=== Begin Enclosure ===

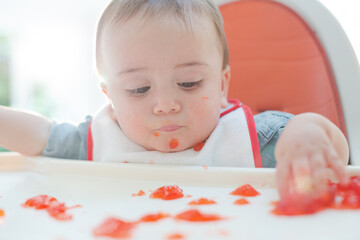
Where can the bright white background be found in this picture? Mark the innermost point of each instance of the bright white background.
(52, 47)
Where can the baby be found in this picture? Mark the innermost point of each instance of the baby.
(165, 71)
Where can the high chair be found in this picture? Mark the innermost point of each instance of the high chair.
(293, 56)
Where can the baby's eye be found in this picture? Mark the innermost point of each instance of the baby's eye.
(190, 85)
(138, 91)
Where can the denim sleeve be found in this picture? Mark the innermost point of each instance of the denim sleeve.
(269, 126)
(68, 141)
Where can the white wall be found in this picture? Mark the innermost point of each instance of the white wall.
(53, 43)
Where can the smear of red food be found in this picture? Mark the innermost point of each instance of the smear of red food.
(245, 190)
(39, 202)
(153, 217)
(167, 193)
(338, 196)
(202, 201)
(140, 193)
(241, 201)
(114, 228)
(55, 208)
(173, 143)
(196, 216)
(175, 236)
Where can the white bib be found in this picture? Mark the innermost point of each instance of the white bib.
(233, 143)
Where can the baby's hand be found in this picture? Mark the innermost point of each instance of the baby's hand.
(307, 151)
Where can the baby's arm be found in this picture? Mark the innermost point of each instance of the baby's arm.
(309, 146)
(23, 132)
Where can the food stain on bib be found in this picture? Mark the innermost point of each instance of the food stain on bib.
(174, 143)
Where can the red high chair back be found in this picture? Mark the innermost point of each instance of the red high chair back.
(277, 61)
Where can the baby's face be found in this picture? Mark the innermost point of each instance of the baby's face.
(166, 84)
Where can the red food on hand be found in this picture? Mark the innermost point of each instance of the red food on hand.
(196, 216)
(339, 196)
(167, 193)
(202, 201)
(153, 217)
(115, 228)
(245, 190)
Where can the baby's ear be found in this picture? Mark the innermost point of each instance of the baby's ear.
(104, 88)
(111, 106)
(225, 81)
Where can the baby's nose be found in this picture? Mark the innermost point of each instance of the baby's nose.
(166, 105)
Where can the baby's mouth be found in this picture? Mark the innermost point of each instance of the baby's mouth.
(170, 128)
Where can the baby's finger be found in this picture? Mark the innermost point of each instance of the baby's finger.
(283, 175)
(334, 162)
(302, 175)
(319, 171)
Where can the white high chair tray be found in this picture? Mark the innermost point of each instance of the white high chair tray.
(105, 190)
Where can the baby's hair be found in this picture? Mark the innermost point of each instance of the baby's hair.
(187, 11)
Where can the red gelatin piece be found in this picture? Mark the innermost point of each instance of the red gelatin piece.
(245, 190)
(58, 211)
(241, 201)
(167, 193)
(173, 143)
(39, 202)
(153, 217)
(297, 204)
(202, 201)
(140, 193)
(114, 228)
(196, 216)
(175, 236)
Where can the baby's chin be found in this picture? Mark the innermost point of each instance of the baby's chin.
(171, 146)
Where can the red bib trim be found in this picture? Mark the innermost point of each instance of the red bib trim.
(89, 144)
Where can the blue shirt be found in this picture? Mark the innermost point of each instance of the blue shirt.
(70, 141)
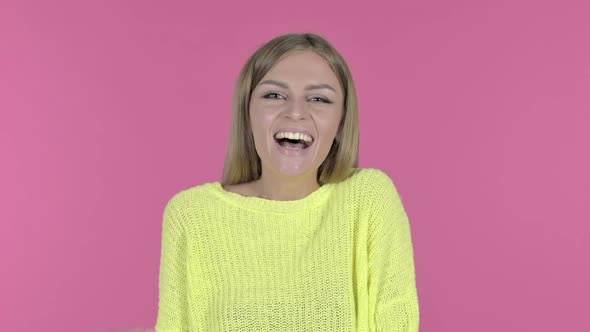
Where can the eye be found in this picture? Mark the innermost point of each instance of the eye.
(266, 96)
(323, 100)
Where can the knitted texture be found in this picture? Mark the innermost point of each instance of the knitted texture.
(339, 259)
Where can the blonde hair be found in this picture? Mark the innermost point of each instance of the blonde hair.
(242, 163)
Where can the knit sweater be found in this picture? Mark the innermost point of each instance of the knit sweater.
(339, 259)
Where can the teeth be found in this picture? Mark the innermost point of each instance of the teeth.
(289, 135)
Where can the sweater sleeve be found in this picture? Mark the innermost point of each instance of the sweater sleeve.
(172, 306)
(393, 296)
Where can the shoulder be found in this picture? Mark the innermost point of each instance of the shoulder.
(187, 200)
(377, 187)
(373, 180)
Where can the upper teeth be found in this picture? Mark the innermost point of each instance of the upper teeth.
(289, 135)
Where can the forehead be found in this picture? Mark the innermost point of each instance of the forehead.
(299, 68)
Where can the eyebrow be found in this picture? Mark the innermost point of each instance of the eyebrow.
(309, 87)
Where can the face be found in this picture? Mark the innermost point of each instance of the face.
(301, 91)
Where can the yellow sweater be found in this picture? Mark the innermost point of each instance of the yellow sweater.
(340, 259)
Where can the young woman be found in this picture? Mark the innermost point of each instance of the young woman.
(295, 237)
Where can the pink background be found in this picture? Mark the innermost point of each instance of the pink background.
(479, 111)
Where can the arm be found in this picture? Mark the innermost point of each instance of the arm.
(393, 297)
(172, 306)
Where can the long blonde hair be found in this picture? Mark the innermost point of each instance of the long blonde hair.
(242, 163)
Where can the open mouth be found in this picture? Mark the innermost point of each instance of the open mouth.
(293, 143)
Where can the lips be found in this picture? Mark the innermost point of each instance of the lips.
(296, 130)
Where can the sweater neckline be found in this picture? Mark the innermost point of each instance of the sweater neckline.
(312, 200)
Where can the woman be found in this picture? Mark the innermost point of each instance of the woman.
(295, 237)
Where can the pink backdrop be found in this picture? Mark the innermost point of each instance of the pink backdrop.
(479, 110)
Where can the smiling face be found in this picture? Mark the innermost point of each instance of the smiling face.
(300, 92)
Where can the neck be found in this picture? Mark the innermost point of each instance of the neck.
(281, 188)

=== End Enclosure ===

_Exercise requirements_
The data above should be returned in full, exactly as written, apart from its images.

_Expected answer_
Where can the bright white background be found in this picture? Mark the innermost point of each instance of the bright white background.
(52, 47)
Where can the baby be found in this picture? Mark the innermost point of each instance of the baby.
(165, 71)
Where can the high chair be found in this picture? Mark the innermost point of each instance of the high chair.
(293, 56)
Where can the baby's eye be found in this picture? Mark the innermost point of each instance of the baby's eye.
(190, 85)
(138, 91)
Where can the denim sleeve be found in this picture? Mark the innermost point of each instance of the denim sleeve.
(269, 126)
(68, 141)
Where can the white wall be found in this picture? Mark the innermost point of each instance of the white wall.
(53, 43)
Where can the smear of red food be found in this picture? Mark the innermost point of each instance of the smear of red food.
(245, 190)
(39, 202)
(153, 217)
(167, 193)
(338, 196)
(202, 201)
(140, 193)
(241, 201)
(114, 228)
(55, 208)
(173, 143)
(196, 216)
(175, 236)
Where can the white bib be found in this picture? Mark the innermost point of each instance of the white bib.
(233, 143)
Where can the baby's hand be found in this picture? Mark the innermost point of each instance of the baby's hand.
(307, 151)
Where can the baby's arm be found in this picture? Mark the innermost point of each instance of the baby's arm.
(309, 146)
(23, 132)
Where can the food stain on bib be found in this picture? Mark the innermost point of each instance of the food stain on bib.
(174, 143)
Where can the red high chair back be found in this picture? Mark the innermost point of each instance of the red high chair back.
(277, 61)
Where can the baby's face be found in this picture? Mark the innermost point of each instance of the baby's face.
(166, 84)
Where can the red food on hand be found in this picture? Mark the innermost point of each instance of the red food on hand.
(196, 216)
(339, 196)
(167, 193)
(202, 201)
(153, 217)
(115, 228)
(245, 190)
Where can the baby's ear be found in this picture? Mark the innermost point of each instance of the baby's ear.
(104, 88)
(111, 106)
(225, 81)
Where can the baby's nose be found in this picture? Mark the innermost point of each instance of the baby's nose.
(166, 105)
Where can the baby's mouth be found in this picture? Mark the innermost point of each instance of the baby's mouth.
(170, 128)
Where can the baby's finger be found in this picture? Mark the innermost point of each instance of the baby's finger.
(283, 175)
(334, 162)
(302, 175)
(319, 171)
Where can the white high chair tray be found in this picture? Mark the innermost point of each instance of the white high chair tray.
(105, 190)
Where can the baby's hair be found in this picture? Mark the innermost point of each instance of the baby's hair.
(187, 11)
Where can the red gelatin piece be found in this picture? Mark the innermost point of each instance of the red gelatin piece.
(245, 190)
(58, 211)
(241, 201)
(167, 193)
(173, 143)
(39, 202)
(153, 217)
(297, 204)
(202, 201)
(140, 193)
(114, 228)
(196, 216)
(175, 236)
Where can the baby's chin be found in this picture? Mark the innermost point of each instance of the baby's chin.
(171, 146)
Where can the red bib trim be found in this picture? Mark the innermost point of each instance of the red bib trim.
(89, 144)
Where can the blue shirt be found in this picture? Mark the innermost point of each instance of the blue shirt.
(70, 141)
Where can the eye be found in this picture? Mark the innermost point of each instance of the eye.
(266, 96)
(323, 100)
Where can the knitted texture be found in this picture? Mark the innermost point of each instance of the knitted texture.
(339, 259)
Where can the blonde hair be found in this picture? Mark the innermost point of each instance of the blonde hair.
(242, 163)
Where can the knit sweater be found in this picture? Mark the innermost point of each instance of the knit sweater.
(339, 259)
Where can the teeth be found in this picture? Mark the innermost point of each instance of the teeth.
(289, 135)
Where can the sweater sleeve be found in this picture? Mark the innermost point of each instance of the sweater sleeve.
(172, 306)
(393, 296)
Where can the shoulder be found in this picture? Mark the innermost point of each instance of the shoulder.
(187, 200)
(377, 187)
(373, 180)
Where can the upper teeth be found in this picture? Mark the innermost point of each instance of the upper teeth.
(289, 135)
Where can the forehead be found in this picture? Mark the innermost point of each instance of the forehead.
(299, 68)
Where can the eyebrow be found in this picture? Mark the innermost point of each instance of the eyebrow.
(309, 87)
Where can the face be found in this picture? Mark the innermost point of each instance of the face.
(301, 91)
Where can the yellow sweater be found in this picture? Mark the innermost point of each instance of the yellow sweater.
(340, 259)
Where can the young woman be found in this picture? Mark the innermost point of each instance of the young woman.
(295, 237)
Where can the pink background be found in this picture? Mark the innermost point of each instance of the pink background.
(479, 111)
Where can the arm be found in this picture? Mark the innermost point of each instance of the arm.
(393, 297)
(172, 306)
Where can the long blonde hair be found in this picture? Mark the innermost point of each instance of the long blonde hair.
(242, 163)
Where can the open mouth be found in this picture? Mark the innermost point of each instance of the open mouth.
(293, 143)
Where can the lips be found in this picture? Mark the innermost point of each instance of the lips.
(296, 130)
Where can the sweater neckline be found in this picture? Mark the innermost point of each instance of the sweater neckline.
(312, 200)
Where can the woman be found in this picture? Mark the innermost point of each instance of the woman.
(295, 237)
Where can the pink backdrop be found in this picture? Mark the innermost point of each instance of the pink backdrop.
(479, 110)
Where can the smiling face be found in this picture? Mark the innermost point of each instance of the smiling face.
(300, 92)
Where can the neck be found in this picture? Mark the innermost point of each instance of the neck.
(281, 188)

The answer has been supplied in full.